(Lines of data)
+--
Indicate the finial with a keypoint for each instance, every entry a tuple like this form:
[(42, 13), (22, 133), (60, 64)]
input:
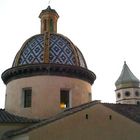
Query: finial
[(124, 62), (49, 2)]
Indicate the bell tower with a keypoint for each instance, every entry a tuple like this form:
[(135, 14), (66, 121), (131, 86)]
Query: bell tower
[(127, 87), (49, 19)]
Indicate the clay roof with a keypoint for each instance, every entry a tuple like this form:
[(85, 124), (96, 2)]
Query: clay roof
[(6, 117), (130, 111)]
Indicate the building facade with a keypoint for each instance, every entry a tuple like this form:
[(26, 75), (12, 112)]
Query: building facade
[(48, 93)]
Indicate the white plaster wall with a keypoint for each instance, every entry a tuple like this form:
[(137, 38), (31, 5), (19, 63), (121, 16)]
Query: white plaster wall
[(45, 94)]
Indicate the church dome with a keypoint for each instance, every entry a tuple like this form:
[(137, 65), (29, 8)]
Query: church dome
[(49, 53), (49, 48)]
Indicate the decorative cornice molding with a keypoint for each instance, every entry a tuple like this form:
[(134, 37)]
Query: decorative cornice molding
[(48, 69)]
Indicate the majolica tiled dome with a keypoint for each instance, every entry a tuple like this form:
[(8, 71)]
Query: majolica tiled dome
[(49, 53), (59, 51)]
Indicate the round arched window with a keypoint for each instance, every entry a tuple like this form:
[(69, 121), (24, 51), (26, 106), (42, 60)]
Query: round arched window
[(118, 95), (127, 93), (137, 93)]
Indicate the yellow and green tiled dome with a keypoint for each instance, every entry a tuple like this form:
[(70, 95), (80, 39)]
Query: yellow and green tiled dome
[(60, 50)]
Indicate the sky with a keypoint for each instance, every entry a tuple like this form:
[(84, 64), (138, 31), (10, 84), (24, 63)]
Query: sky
[(106, 31)]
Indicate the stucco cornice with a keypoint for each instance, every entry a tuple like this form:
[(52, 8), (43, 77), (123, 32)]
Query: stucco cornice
[(48, 69)]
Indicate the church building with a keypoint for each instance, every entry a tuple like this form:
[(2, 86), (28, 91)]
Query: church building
[(48, 93)]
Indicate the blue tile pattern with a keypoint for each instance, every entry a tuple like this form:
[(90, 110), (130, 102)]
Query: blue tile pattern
[(33, 51), (61, 51)]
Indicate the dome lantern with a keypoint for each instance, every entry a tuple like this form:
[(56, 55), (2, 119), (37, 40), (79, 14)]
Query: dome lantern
[(49, 19)]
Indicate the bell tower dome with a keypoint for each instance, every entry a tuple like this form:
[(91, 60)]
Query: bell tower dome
[(49, 73), (127, 87)]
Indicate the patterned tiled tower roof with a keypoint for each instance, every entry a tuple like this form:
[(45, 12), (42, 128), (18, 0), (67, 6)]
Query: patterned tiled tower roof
[(127, 78), (49, 53)]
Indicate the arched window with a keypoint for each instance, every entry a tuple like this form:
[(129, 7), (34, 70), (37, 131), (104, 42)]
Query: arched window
[(137, 93), (127, 93), (51, 25), (45, 24), (118, 95)]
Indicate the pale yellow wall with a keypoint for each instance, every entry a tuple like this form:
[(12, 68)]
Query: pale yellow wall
[(7, 127), (45, 95), (97, 127)]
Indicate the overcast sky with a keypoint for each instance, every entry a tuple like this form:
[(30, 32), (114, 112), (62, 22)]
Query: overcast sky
[(106, 31)]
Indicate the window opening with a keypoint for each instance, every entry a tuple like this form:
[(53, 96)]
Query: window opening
[(127, 93), (87, 116), (27, 95), (45, 25), (51, 25), (64, 99), (110, 117)]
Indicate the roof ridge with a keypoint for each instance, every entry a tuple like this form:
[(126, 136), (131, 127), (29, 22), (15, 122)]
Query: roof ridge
[(65, 113)]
+--
SET TASK:
Copy every one of the lines above word for word, leaving out the pictures.

THE SOLUTION:
Indicate the finial with a keypoint for each instance, every entry a tuple like this form:
[(42, 13), (22, 133), (60, 64)]
input:
Query: finial
[(124, 62), (49, 2)]
Indicate the bell tower with a keypoint for each instance, every entry a tuple like this form:
[(135, 14), (66, 121), (131, 86)]
Query: bell tower
[(127, 87), (49, 19)]
Indicate the clay roof with a keypoint for each instance, every entry a tuple like this form:
[(85, 124), (96, 2)]
Query: clay roof
[(6, 117), (130, 111)]
Indicate the building facade with a keypoint for each instance, every entry a tuple like this form:
[(26, 75), (12, 112)]
Query: building facade
[(48, 93)]
Indicate the white plaster wall with a keypoint for each instance, every entry a tuple like this form:
[(137, 38), (31, 5), (19, 63), (121, 16)]
Query: white plaster wall
[(45, 94)]
Indicate the church dome with a keypoint for each instance, every entry a tuple like this form:
[(137, 65), (29, 8)]
Query: church dome
[(49, 53), (49, 48)]
Indicate the decorative cornice molding with a keypoint for each instance, every entry a tuple like this form:
[(134, 37)]
Query: decorative cornice molding
[(48, 69)]
Indicate the majolica tiled dome with a keypoint for each instance, every entry a tuple like this form:
[(8, 71)]
Query: majolica tiled dome
[(49, 53), (59, 51)]
Indicate the round arched window with a keypoint for each instance, every entry a tuple like this form:
[(69, 121), (24, 51), (26, 106), (42, 60)]
Query: round arched window
[(118, 95), (127, 93), (137, 93)]
Indicate the yellow and green tiled dome with a keypoint for each instance, every entry a tuple like this form:
[(70, 95), (80, 39)]
Query: yellow and green tiled dome
[(60, 50)]
Indicate the sky with a keypoint for each instance, every entry a tuple like this form:
[(84, 64), (138, 31), (10, 84), (24, 63)]
Query: sky
[(106, 31)]
Indicate the stucco cornice with a keypoint for each instance, every entry a tuple like this form:
[(52, 8), (43, 77), (123, 32)]
Query: stucco cornice
[(48, 69)]
Indicate the church building with a keypoint for each instance, every entry a tuple like this form:
[(2, 86), (28, 91)]
Query: church building
[(48, 93)]
Indicate the blue tile pattern with a keypoint for each instance, every entry a tuple like this form:
[(90, 110), (130, 102)]
Query: blue tile pattern
[(33, 51), (61, 51)]
Indicate the dome lantern with a keypoint for each instance, every entry a tuple like this form:
[(56, 55), (2, 119), (37, 40), (79, 14)]
Query: dome lantern
[(49, 19)]
Indicate the bell tower dome with a keypoint for each instance, every entry a tuple like this form:
[(91, 60)]
Query: bell tower dome
[(49, 73), (127, 87)]
Indicate the patterned tiled tower roof with a keypoint for each instance, every entry a tuple like this form:
[(45, 12), (42, 128), (18, 0), (67, 6)]
Query: patterned tiled tower roof
[(127, 78), (49, 53)]
Indicate the arched window with a keypoint for each instance, every entry a tuple like this form:
[(129, 7), (34, 70), (37, 131), (104, 42)]
Query: arched window
[(137, 93), (127, 93), (51, 25), (45, 24), (118, 95)]
Indicate the pale yellow wall with a keypoint for each instance, every entry a tuple like this form:
[(12, 68)]
Query: pale yellow wall
[(7, 127), (45, 95), (97, 127)]
Indicate the overcast sky with a keypoint for each instance, every entry a tuple like this form:
[(30, 32), (114, 112), (62, 22)]
Query: overcast sky
[(106, 31)]
Indicate the window opening with a keypoint for each instance, every entry a tuple like this form:
[(53, 96)]
Query: window opening
[(127, 93), (87, 116), (27, 95), (45, 25), (51, 25), (64, 99), (110, 117)]
Indicate the roof ridge with a keypoint for each instance, every entry a tuple like this form:
[(126, 136), (131, 127), (29, 22), (15, 122)]
Query: roof ridge
[(65, 113)]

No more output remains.